• Exercise requirements: Write each line again exactly as it is, from the opening line of the records below through the one containing "target | glass pendant shade", and add nothing.

(Source data)
........

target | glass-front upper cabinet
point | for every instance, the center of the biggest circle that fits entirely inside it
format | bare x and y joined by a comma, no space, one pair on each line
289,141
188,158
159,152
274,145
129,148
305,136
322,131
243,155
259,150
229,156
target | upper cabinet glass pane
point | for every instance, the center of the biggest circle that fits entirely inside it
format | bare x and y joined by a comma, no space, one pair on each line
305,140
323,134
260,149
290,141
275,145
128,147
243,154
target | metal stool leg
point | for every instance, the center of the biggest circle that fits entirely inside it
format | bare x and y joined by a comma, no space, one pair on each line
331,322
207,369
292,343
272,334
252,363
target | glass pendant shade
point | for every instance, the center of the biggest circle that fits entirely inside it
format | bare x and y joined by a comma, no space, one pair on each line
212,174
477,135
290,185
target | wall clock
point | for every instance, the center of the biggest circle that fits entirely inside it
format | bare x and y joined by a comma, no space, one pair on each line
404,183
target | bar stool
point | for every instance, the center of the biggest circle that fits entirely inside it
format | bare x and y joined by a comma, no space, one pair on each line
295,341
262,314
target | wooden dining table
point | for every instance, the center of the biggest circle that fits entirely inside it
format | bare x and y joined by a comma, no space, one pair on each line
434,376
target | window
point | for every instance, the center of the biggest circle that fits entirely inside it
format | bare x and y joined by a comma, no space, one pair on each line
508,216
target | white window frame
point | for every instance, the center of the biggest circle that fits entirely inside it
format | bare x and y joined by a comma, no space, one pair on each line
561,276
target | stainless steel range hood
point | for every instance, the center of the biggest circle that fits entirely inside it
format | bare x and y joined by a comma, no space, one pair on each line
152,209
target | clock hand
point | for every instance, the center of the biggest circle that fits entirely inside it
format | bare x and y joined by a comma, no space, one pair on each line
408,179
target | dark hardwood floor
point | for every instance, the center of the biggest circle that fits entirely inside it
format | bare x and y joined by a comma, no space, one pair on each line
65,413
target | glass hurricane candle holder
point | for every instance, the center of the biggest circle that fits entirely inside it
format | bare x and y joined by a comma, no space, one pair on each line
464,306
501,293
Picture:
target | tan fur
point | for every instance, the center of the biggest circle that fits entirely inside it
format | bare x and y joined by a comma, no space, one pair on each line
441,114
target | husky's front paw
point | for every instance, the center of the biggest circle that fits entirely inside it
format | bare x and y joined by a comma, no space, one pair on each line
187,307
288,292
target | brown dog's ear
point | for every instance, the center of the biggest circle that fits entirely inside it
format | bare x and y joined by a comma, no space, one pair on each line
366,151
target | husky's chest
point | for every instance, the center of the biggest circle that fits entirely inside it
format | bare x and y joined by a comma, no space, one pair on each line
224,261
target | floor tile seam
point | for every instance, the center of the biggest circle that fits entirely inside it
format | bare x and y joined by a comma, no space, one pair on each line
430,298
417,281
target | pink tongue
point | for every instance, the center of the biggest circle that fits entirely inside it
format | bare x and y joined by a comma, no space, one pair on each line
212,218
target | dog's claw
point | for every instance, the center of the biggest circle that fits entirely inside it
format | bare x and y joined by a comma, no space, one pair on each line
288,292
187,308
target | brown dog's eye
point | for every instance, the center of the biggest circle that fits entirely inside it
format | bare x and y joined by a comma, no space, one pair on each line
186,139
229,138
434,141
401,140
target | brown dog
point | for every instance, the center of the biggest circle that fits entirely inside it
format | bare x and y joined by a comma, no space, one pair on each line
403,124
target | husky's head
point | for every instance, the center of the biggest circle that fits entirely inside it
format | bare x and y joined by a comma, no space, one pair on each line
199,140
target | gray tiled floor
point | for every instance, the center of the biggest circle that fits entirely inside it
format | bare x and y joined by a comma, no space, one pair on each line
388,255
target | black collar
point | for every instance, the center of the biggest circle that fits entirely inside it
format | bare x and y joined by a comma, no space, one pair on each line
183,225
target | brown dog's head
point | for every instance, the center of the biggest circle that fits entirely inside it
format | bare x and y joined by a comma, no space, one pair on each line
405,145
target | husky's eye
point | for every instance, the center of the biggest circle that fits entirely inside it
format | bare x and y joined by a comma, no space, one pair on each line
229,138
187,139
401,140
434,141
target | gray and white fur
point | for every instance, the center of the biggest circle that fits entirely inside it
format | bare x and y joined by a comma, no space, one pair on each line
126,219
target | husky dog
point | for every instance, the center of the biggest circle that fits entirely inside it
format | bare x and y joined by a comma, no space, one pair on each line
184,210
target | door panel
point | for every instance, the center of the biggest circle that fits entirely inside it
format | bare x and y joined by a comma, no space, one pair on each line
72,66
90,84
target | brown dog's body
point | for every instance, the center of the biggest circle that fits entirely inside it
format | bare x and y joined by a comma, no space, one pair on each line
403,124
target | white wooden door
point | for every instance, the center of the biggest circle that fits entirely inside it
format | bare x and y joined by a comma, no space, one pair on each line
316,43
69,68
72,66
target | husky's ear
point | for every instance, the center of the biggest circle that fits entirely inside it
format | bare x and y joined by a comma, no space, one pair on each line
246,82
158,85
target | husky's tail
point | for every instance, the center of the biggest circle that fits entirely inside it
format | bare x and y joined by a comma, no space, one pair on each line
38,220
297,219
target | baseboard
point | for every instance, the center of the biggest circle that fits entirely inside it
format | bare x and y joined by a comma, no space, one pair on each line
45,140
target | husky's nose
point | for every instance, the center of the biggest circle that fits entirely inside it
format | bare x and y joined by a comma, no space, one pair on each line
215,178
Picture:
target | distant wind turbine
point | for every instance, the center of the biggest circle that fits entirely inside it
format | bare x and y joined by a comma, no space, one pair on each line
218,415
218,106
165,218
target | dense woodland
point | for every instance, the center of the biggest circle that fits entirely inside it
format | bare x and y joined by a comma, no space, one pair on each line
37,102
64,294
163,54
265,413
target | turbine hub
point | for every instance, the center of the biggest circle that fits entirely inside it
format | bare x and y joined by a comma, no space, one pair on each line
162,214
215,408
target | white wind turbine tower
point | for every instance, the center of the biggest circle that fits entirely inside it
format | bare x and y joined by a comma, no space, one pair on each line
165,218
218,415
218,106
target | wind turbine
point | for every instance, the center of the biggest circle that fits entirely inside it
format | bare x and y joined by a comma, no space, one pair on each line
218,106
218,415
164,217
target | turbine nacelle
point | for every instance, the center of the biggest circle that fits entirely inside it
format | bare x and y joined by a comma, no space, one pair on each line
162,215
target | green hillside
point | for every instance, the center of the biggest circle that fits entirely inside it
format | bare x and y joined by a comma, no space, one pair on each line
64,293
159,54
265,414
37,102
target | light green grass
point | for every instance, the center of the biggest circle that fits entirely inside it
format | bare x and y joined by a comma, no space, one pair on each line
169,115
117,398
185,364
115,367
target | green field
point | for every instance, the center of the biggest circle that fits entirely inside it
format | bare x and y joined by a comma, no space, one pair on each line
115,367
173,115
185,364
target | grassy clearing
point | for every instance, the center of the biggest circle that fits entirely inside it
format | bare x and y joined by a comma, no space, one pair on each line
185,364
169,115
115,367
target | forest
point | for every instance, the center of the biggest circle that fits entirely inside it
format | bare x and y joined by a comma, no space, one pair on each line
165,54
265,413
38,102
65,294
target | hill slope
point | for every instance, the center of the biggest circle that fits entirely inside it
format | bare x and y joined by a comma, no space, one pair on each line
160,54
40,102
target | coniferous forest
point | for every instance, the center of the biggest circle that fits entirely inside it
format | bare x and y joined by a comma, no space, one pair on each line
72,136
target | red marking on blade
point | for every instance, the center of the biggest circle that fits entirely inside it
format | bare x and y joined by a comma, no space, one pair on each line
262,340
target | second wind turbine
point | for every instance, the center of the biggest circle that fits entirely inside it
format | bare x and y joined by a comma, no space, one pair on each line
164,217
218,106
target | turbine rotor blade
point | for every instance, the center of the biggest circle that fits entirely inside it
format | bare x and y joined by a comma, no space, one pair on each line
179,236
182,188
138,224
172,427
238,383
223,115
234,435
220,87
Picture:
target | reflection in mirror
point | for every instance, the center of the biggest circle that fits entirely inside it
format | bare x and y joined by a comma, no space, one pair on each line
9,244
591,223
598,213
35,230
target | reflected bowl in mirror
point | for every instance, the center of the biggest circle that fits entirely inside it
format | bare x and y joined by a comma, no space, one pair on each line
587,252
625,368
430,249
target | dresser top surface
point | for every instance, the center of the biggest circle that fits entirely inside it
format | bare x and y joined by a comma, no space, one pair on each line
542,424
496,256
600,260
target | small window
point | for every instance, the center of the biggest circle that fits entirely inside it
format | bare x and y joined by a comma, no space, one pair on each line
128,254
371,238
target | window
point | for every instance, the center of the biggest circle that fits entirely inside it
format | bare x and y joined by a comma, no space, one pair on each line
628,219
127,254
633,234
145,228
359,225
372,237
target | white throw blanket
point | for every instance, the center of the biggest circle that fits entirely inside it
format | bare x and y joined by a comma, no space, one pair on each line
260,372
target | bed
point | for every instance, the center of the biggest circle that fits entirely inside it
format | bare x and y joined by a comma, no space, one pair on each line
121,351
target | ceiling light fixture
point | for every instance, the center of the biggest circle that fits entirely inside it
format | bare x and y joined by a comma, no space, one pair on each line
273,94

........

• Response:
target | glass-front upper cabinet
point | for every instance, the center of the biggest circle that fits entirely inside it
format | bare x and y joined by a comma, no space, one pair on each line
289,141
188,158
159,152
274,145
129,148
305,136
322,131
243,155
259,150
229,156
target | upper cabinet glass pane
point | for every instance, the center of the biggest circle that fits entirely inside it
format | bare x and y joined by a comma, no space, one pair on each line
305,140
323,134
260,149
290,141
275,145
128,147
243,154
target | metal stool leg
point | for every instance, the center of the biggest circle that fits entirely inside it
format | bare x and y joined by a comma, no space, one pair on each line
331,322
207,369
292,343
272,334
252,363
target | glass pendant shade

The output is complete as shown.